* _Goals_
a - According to the church canons, which appointed offices may also be held by a layperson?
b - Continue the church canons from the point where they stop.

* _Passage_

..............................

5.1 Clergy members of The Liberal Catholic Apostolic Church are those ordained to any of the
following Orders: Lay Cleric (lay minister); Lay Reader; Cleric; Doorkeeper; Lector; Exorcist;
Acolyte; Subdeacon; Deacon; Pastor; Priest; Bishop, as well as any who shall belong to named
religious orders designated under the Church's protection. The College of Bishops may appoint to
offices including those of Vicar-General, Abbot/Abbess, Chancellor, Registrar and Treasurer, the
latter three of which may also be held by a layperson, and shall in each case define the
responsibilities of the office concerned. The College of Bishops may create additional offices within
the Church as they think fit.

5.2 No member of clergy or person in minor orders or person holding a lay office of the Liberal
Catholic Apostolic Church shall be considered an employee of the Church under any circumstances
whatsoever. All who serve the church are voluntary and non-stipendary. All appointments within the
Church are made conditionally upon this understanding.

5.3 Each clergyperson, if fit for work and younger than the usual retirement age, is expected to
support him or herself through secular work, although it is also recognised that some may be able to
Canons of the Liberal Catholic Apostolic Church V4


support themselves as full-time funeral ministers, ecumenical youth workers etc. The Church makes
no distinction between those who undertake secular work and those who undertake full-time
ministry. It is the duty of the clergyperson concerned to check that their work with the church,
although unpaid and voluntary, does not contravene any regulations or rules towards government or
social benefits if appropriate.

..............................

* _Records_
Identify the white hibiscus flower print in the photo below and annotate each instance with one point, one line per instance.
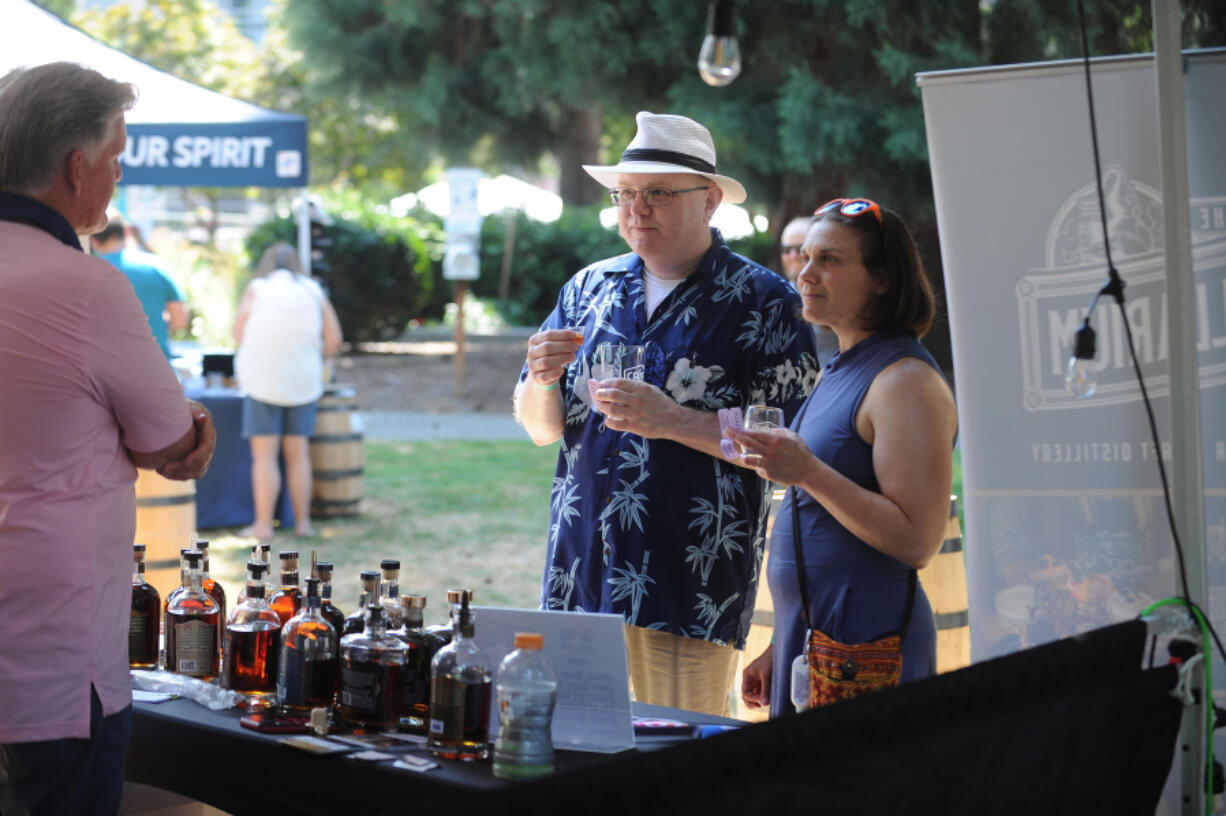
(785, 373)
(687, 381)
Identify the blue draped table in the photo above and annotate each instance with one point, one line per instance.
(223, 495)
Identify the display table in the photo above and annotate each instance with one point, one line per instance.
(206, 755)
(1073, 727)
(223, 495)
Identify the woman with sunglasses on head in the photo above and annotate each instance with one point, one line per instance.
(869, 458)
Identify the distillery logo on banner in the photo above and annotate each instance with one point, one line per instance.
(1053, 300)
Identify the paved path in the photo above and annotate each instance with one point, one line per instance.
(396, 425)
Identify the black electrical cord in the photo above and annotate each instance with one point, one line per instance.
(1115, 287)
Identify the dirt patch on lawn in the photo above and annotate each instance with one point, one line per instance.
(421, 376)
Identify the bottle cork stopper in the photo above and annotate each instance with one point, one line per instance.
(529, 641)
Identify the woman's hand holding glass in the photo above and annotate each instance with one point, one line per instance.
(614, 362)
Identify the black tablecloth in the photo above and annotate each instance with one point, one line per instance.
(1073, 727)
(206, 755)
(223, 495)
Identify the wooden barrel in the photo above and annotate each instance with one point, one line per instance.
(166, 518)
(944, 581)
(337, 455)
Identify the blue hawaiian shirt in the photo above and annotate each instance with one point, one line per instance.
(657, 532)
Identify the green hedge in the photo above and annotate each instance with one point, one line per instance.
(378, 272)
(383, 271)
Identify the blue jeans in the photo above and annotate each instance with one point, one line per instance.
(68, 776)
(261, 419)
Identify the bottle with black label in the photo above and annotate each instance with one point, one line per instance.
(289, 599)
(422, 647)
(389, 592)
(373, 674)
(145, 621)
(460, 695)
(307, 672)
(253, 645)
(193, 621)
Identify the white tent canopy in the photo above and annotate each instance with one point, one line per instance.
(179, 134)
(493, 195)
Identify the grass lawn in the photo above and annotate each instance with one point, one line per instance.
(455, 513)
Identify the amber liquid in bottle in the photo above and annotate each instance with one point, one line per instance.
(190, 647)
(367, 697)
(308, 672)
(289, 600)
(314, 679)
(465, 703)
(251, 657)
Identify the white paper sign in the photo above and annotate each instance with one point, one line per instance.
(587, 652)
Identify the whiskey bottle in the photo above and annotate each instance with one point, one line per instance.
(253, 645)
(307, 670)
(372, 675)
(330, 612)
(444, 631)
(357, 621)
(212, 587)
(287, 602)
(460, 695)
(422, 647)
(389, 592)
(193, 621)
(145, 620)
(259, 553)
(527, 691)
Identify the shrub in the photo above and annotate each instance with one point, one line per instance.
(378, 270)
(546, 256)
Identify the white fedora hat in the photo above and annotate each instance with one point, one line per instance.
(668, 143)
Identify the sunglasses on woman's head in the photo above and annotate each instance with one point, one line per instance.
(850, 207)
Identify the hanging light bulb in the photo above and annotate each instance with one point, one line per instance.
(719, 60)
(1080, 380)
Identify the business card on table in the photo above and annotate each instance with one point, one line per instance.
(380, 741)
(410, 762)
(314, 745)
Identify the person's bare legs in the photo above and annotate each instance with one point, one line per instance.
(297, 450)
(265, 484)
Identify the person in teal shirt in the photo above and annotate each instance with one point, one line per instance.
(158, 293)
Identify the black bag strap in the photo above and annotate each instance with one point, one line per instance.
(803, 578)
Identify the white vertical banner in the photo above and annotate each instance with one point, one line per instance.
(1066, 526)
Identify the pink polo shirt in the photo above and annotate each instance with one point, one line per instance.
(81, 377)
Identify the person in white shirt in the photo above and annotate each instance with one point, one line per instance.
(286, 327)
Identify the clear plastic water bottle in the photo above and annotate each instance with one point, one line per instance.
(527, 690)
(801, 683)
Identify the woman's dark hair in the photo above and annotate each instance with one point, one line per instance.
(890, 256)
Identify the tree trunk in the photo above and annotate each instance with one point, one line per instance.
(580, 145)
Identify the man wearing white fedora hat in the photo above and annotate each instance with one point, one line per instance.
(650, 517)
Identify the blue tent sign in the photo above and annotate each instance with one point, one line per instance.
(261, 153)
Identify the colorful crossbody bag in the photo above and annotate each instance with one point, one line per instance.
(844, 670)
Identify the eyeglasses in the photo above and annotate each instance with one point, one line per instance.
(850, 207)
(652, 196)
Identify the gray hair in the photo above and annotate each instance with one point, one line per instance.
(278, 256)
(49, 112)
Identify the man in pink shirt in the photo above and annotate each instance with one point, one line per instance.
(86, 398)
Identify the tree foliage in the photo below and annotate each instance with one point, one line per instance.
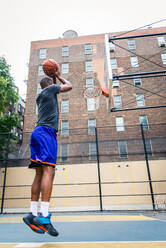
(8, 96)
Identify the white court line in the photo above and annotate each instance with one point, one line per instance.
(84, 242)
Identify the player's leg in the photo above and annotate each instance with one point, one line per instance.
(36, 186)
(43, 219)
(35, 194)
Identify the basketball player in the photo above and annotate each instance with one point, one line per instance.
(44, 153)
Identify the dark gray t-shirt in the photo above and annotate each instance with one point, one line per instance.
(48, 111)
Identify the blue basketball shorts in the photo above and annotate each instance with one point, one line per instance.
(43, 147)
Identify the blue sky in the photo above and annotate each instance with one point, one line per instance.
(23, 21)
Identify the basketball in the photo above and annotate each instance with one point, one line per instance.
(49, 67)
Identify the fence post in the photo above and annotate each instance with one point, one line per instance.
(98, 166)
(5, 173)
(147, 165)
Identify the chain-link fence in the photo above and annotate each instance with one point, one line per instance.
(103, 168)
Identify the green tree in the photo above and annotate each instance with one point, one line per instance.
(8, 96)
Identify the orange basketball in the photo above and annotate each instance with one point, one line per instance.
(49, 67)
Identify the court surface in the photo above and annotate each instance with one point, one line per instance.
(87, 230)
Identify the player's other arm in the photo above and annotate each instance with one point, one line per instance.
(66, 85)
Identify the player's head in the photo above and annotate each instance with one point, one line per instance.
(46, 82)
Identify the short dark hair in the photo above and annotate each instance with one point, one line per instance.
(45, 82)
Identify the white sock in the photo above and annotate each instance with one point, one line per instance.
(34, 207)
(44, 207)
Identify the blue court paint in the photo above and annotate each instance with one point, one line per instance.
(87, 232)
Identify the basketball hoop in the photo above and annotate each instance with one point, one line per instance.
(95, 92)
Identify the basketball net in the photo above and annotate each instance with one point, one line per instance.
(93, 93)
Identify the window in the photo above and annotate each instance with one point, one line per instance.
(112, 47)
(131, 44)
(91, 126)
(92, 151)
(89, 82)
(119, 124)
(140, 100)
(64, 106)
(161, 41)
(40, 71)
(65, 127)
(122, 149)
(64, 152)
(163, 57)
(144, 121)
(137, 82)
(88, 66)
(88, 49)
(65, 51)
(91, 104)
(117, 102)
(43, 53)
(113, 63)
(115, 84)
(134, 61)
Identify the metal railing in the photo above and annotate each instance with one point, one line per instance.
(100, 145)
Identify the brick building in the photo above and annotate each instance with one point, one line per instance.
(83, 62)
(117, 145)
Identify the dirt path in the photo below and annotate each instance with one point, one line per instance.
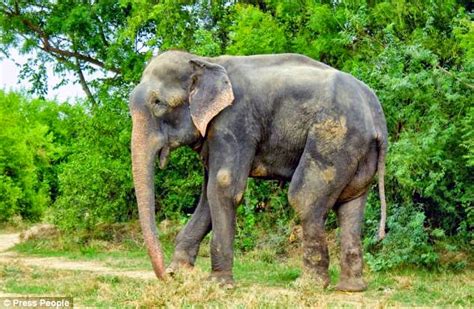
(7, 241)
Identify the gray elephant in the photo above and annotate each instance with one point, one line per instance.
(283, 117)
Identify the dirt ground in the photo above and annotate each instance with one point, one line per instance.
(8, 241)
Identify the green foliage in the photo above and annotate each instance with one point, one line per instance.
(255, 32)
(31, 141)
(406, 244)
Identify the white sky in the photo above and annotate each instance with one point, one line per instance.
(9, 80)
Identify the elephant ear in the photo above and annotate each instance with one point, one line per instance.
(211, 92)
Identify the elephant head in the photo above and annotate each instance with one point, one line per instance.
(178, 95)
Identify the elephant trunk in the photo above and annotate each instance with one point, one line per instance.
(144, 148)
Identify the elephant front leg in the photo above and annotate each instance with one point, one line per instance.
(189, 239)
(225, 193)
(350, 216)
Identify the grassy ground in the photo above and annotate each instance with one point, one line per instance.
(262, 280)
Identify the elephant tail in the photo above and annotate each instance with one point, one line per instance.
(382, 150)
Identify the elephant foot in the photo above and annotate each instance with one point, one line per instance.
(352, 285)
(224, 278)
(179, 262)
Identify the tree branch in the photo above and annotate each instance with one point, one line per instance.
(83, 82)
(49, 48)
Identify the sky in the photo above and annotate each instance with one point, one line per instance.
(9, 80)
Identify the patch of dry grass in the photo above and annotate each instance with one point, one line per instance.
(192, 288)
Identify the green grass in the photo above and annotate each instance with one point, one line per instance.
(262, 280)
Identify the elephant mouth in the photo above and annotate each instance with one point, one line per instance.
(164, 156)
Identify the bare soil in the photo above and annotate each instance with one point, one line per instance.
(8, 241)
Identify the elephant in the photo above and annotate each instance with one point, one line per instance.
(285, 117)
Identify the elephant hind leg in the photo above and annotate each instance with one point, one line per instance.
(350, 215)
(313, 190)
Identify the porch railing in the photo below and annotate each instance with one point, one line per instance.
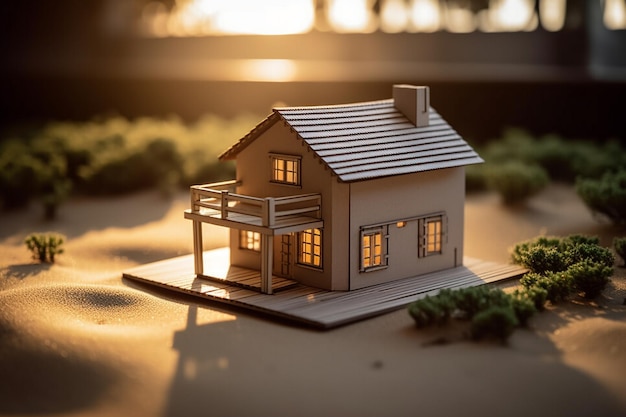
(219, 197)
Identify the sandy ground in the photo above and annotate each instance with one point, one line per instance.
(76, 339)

..............................

* _Expected responses_
a - Chancellor, Registrar and Treasurer.

b -
5.4 Those ordained to the Minor Orders of Doorkeeper, Lector, Exorcist, Acolyte and Subdeacon
may be men or women and may discharge the responsibilities particular to those offices. It is
usually necessary to receive the minor orders before ordination as a deacon, as it is generally
considered useful. All persons in Minor Orders are responsible to the College of Bishops who may
delegate this authority to a priest.

5.5 A suitably qualified layperson may be admitted as Lay Cleric in the Church, with their
responsibilities defined specifically in each case. There is also provision for the admission of Lay
Readers where deemed necessary. Persons in these offices are responsible to the College of Bishops
who may delegate this authority to a priest.

5.6 Deacons are men or women ordained to the Diaconate. They may perform funeral services (but
not celebrate a Funeral Mass) and baptisms. At Mass, they may read the Gospel, preach the homily,
and assist the priests and bishops present. They may perform marriages and blessings of civil
marriage and partnership. All Deacons are responsible to the College of Bishops who may delegate
this authority to a priest. A Deacon is addressed as The Reverend Deacon X, or in speech by Deacon
[Christian name].

5.7 Pastors are men or women ordained either to the Priesthood or Non Apostolic Pastorate whose
ministry does not involve regular celebration of the Eucharist but expresses itself in other forms. All
Pastors are encouraged to work towards the ministry of Priest in the Church. They may perform
marriages, blessings of civil marriage and partnership and baptisms, anoint the sick, hear
confessions and perform funeral services. They may administer Holy Communion as a distinct
celebration of the Last Supper, but not in the form of the Mass. They may administer Confirmation
in conformity with canon 4.4. All pastors are responsible to the College of Bishops and will be
assigned to an ordinary. A pastor is addressed as The Reverend Pastor X, or in speech by Pastor
[Christian name].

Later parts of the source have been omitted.